TASK INPUT:
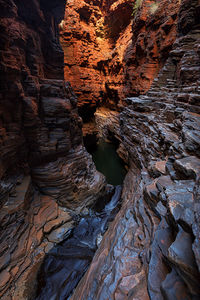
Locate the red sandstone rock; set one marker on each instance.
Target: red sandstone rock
(111, 52)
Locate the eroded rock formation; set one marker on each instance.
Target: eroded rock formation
(114, 49)
(151, 250)
(40, 142)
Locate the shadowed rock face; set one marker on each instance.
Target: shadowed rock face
(41, 150)
(40, 127)
(113, 50)
(151, 250)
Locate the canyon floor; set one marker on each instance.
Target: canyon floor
(100, 150)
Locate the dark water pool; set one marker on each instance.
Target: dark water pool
(108, 162)
(66, 263)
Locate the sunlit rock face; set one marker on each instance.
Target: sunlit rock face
(40, 126)
(115, 49)
(151, 250)
(43, 163)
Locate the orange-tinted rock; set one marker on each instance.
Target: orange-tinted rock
(112, 51)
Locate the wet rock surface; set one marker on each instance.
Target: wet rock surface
(66, 263)
(151, 250)
(114, 50)
(43, 163)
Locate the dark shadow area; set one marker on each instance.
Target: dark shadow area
(108, 162)
(66, 263)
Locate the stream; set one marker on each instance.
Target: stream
(108, 162)
(66, 263)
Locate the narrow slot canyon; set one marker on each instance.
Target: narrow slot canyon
(99, 149)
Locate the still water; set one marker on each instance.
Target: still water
(108, 162)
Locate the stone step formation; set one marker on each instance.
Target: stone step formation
(151, 250)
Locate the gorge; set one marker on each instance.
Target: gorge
(74, 73)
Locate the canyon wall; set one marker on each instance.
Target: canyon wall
(151, 250)
(114, 49)
(40, 127)
(43, 163)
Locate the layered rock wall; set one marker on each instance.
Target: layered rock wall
(40, 127)
(114, 49)
(151, 251)
(43, 163)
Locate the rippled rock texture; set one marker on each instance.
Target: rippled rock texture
(114, 49)
(151, 250)
(43, 163)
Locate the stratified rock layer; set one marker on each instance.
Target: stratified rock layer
(40, 127)
(151, 250)
(114, 49)
(43, 163)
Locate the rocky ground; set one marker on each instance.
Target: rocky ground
(151, 250)
(114, 49)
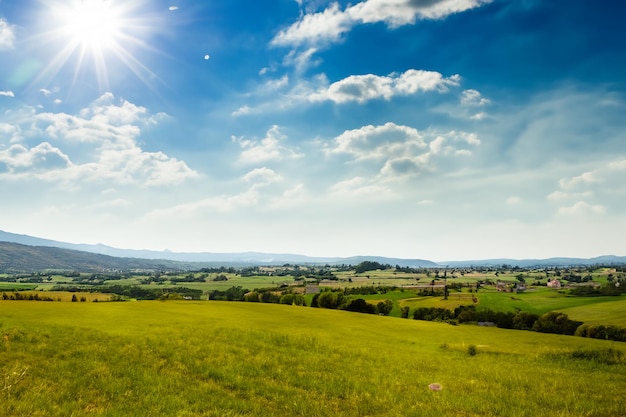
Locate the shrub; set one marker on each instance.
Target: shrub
(472, 350)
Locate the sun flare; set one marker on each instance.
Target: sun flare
(94, 24)
(96, 35)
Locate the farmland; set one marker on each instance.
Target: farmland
(248, 359)
(215, 358)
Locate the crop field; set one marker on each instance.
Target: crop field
(193, 358)
(612, 312)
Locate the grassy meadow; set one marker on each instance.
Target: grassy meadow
(191, 358)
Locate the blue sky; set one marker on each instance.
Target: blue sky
(434, 129)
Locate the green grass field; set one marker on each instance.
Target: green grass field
(152, 358)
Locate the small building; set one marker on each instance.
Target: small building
(555, 283)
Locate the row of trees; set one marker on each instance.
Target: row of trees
(133, 291)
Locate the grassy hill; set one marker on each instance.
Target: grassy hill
(250, 359)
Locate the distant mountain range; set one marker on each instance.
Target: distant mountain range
(33, 253)
(205, 259)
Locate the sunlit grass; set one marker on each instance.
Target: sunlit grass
(244, 359)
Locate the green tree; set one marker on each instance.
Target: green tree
(384, 307)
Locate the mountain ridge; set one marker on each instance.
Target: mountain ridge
(190, 260)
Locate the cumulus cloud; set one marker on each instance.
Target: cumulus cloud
(362, 88)
(270, 148)
(222, 203)
(473, 97)
(7, 35)
(262, 176)
(104, 140)
(41, 159)
(376, 142)
(592, 191)
(400, 151)
(329, 25)
(361, 188)
(582, 208)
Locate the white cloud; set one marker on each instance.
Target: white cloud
(362, 88)
(270, 148)
(40, 159)
(103, 140)
(302, 61)
(582, 208)
(262, 176)
(576, 182)
(360, 188)
(513, 201)
(329, 25)
(473, 98)
(7, 35)
(377, 142)
(592, 191)
(399, 152)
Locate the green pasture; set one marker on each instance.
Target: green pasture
(607, 310)
(152, 358)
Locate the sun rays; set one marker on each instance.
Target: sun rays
(92, 36)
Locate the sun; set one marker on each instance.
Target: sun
(93, 24)
(96, 35)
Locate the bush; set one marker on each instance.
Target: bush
(555, 322)
(359, 305)
(604, 356)
(472, 350)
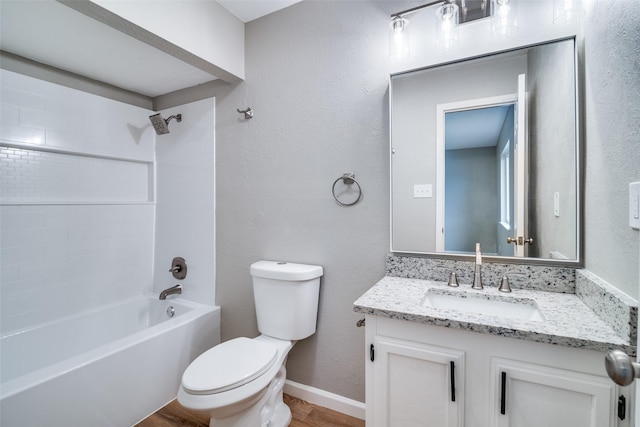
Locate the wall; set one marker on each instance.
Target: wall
(503, 230)
(612, 87)
(77, 213)
(471, 203)
(202, 33)
(185, 207)
(315, 118)
(317, 78)
(553, 120)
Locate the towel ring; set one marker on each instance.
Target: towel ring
(347, 179)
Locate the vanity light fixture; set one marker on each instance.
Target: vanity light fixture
(449, 15)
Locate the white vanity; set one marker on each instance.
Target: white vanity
(538, 360)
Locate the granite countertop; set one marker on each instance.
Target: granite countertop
(567, 320)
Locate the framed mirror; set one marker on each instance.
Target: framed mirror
(487, 150)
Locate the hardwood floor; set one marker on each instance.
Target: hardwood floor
(304, 414)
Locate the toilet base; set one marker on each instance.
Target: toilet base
(269, 411)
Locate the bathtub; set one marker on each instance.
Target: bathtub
(110, 367)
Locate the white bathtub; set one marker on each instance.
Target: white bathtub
(108, 367)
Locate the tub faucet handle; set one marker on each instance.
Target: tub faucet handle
(178, 268)
(453, 280)
(177, 289)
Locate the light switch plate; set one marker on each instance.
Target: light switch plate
(422, 191)
(634, 205)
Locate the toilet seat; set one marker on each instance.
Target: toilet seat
(229, 365)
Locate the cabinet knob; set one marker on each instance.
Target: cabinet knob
(621, 369)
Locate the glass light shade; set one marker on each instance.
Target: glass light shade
(447, 19)
(399, 39)
(567, 11)
(504, 16)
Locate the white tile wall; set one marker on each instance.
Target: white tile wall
(41, 113)
(76, 230)
(28, 176)
(185, 219)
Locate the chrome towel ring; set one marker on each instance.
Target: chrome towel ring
(348, 179)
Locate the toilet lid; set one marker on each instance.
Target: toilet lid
(229, 365)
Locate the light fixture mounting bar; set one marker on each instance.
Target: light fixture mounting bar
(470, 10)
(417, 8)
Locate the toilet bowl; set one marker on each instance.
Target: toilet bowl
(240, 382)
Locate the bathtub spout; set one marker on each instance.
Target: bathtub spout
(177, 289)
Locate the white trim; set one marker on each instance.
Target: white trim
(325, 399)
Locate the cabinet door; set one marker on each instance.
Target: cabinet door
(529, 395)
(417, 384)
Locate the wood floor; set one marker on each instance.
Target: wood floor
(304, 414)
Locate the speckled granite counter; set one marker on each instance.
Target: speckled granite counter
(568, 321)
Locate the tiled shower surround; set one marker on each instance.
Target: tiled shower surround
(76, 201)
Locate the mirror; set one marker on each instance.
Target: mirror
(486, 150)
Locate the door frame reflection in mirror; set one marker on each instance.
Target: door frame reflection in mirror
(442, 226)
(576, 166)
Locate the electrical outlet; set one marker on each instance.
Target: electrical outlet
(421, 191)
(634, 205)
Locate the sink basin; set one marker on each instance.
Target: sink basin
(515, 308)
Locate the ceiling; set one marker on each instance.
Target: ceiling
(51, 33)
(475, 128)
(248, 10)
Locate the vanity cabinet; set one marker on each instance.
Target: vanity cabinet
(424, 375)
(417, 384)
(529, 395)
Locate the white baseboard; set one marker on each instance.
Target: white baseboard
(323, 398)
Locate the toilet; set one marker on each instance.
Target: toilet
(239, 382)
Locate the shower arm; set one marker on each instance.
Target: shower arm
(178, 118)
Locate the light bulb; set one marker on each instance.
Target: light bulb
(447, 18)
(399, 38)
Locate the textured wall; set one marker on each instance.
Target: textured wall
(317, 81)
(552, 150)
(316, 77)
(612, 86)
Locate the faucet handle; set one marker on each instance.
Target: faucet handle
(453, 280)
(178, 268)
(504, 283)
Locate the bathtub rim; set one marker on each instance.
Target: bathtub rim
(50, 372)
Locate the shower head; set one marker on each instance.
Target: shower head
(160, 124)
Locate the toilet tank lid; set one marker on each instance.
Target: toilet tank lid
(285, 270)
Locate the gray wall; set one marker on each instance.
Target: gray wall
(506, 135)
(612, 87)
(471, 205)
(316, 78)
(551, 150)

WHAT IS REQUIRED:
Reproduce word for word the material above, starting with the line that has "Target: faucet handle" and stopping after the line that has "Locate the toilet tank".

EXERCISE OUTPUT:
Target: faucet handle
(453, 280)
(178, 268)
(504, 283)
Locate the bathtub rim; set one marker on each instance.
Target: bathtub rim
(50, 372)
Locate the shower head; set one marker on each instance.
Target: shower head
(160, 124)
Locate the toilet tank lid; set one marker on each instance.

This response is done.